◆ Tâche courte 1
Affichez chaque ligne ci-dessous où figure la chaîne « bright ».

Dérives et déambulations
Pierre Cadieu écrit depuis quarante ans. Autrefois proche d’une poésie de l’oralité, il offre aujourd’hui un recueil de haïkus publié chez Cornac, la maison d’édition qui poursuit la mission de ce qui était autrefois connu comme étant Le Loup de Gouttière. Sous le titre d’Itinérances, le poète observe la faune des bas-fonds, dans un environnement qui se distingue par la solitude.

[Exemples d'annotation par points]
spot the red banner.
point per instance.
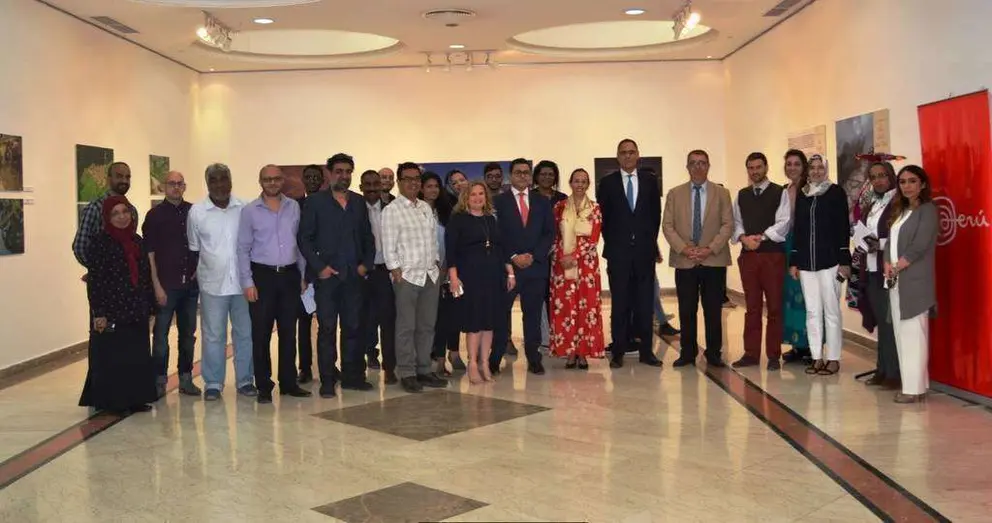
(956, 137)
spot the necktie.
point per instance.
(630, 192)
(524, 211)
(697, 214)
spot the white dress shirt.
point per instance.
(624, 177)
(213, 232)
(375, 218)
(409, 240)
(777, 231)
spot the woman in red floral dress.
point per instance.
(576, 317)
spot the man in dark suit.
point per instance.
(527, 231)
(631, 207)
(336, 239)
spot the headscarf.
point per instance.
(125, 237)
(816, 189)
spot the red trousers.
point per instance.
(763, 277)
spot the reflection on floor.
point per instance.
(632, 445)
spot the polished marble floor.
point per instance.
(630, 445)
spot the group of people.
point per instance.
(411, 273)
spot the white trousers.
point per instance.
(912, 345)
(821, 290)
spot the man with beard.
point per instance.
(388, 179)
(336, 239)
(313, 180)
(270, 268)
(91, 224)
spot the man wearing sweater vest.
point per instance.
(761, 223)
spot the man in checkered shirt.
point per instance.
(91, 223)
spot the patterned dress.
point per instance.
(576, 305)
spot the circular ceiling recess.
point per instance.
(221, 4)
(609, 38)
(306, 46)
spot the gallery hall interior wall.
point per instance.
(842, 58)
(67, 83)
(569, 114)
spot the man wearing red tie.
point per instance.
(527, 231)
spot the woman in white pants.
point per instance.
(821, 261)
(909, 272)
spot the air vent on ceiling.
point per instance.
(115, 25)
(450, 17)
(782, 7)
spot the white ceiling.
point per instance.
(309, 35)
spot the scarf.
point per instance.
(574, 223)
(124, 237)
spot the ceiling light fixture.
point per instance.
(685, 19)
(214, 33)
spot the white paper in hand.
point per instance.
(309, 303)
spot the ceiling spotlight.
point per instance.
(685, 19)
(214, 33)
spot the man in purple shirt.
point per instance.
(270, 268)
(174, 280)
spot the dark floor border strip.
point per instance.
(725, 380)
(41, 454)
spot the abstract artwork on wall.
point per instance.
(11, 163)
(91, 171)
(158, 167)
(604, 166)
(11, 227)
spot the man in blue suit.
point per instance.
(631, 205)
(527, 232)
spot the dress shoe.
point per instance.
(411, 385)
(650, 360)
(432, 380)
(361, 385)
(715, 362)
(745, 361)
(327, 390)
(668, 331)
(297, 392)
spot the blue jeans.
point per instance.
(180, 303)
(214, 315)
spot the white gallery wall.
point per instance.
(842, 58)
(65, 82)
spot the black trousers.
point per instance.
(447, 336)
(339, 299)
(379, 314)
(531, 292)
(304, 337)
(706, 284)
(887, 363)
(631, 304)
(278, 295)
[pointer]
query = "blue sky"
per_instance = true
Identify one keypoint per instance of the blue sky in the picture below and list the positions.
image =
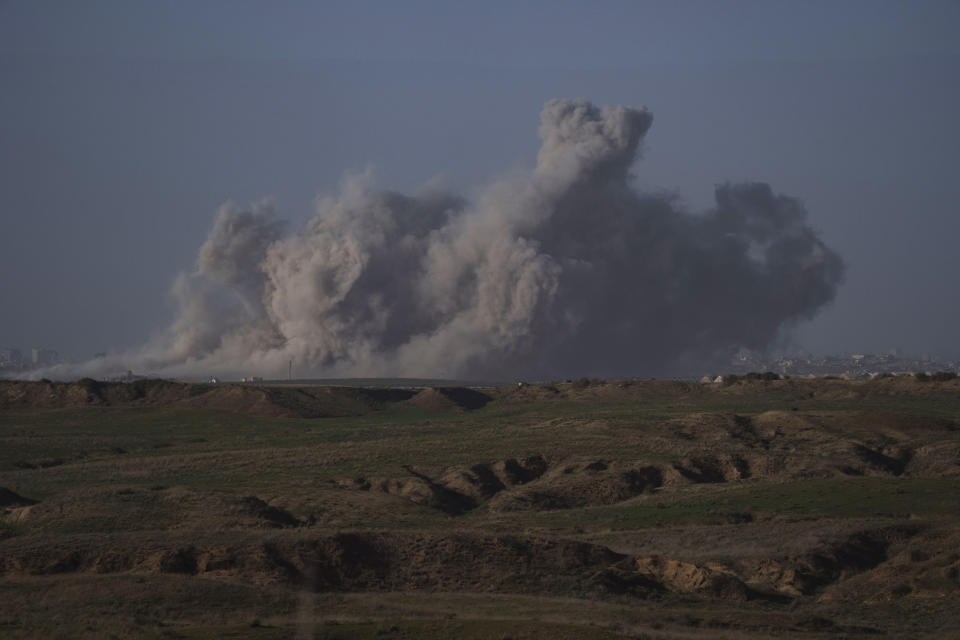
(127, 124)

* * *

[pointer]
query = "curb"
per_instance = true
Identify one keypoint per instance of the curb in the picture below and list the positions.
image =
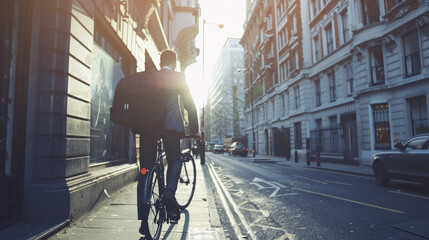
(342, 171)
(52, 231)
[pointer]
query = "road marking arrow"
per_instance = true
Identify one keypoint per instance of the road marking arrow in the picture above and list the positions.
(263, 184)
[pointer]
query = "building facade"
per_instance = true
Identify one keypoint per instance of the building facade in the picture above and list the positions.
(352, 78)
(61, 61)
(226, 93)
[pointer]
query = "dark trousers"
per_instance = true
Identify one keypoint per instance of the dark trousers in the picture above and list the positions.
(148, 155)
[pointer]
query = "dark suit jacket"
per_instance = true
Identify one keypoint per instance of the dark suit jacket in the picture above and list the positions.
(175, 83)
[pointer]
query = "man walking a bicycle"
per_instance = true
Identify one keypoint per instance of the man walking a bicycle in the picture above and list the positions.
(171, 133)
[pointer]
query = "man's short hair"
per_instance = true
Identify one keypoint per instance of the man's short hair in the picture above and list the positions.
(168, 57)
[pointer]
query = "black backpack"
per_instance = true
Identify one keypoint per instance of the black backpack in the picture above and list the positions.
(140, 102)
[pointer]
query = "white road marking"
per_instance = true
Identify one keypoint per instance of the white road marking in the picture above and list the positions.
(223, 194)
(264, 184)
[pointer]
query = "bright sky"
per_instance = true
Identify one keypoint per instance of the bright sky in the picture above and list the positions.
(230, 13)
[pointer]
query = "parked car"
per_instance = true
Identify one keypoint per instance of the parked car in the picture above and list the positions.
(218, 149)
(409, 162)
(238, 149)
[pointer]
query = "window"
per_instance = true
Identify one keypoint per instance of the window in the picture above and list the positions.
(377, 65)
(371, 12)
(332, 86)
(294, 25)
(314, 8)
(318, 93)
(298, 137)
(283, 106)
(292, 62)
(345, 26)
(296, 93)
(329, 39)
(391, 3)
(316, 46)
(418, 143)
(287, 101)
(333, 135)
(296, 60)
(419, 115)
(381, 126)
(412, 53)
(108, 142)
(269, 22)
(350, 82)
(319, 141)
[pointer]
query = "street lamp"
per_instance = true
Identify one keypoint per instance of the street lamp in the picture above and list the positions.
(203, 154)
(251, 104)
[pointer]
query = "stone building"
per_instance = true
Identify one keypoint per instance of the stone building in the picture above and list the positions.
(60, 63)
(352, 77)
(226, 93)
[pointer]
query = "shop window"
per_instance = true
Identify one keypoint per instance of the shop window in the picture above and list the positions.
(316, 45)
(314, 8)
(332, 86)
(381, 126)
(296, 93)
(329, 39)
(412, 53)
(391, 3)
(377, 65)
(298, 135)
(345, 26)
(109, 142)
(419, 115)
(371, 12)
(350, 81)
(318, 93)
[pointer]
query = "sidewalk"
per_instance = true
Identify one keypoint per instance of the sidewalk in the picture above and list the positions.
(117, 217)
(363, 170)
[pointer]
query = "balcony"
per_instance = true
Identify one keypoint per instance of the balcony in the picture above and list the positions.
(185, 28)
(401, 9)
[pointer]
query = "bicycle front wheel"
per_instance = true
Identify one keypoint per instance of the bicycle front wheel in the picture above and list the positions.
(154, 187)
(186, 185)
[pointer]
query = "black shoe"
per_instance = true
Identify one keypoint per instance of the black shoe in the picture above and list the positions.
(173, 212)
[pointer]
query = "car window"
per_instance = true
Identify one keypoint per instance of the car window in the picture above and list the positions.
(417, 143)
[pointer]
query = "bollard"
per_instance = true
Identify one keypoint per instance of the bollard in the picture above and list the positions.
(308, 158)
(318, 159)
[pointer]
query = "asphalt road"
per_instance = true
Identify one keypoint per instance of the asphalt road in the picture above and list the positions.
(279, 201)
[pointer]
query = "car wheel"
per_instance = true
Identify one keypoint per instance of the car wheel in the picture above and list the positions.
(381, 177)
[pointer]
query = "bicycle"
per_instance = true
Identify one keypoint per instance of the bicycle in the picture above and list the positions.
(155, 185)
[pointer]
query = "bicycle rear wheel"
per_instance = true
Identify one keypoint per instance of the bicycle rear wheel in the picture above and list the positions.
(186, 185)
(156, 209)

◆ Tâche courte 2
Dans le texte sur Pierre Cadieu, quel titre porte son recueil de haïkus ?

◆ Réponse complète 1
query = "bright sky"
Identify one keypoint per instance of the bright sky in the picture above and list the positions.

◆ Réponse complète 2
Itinérances.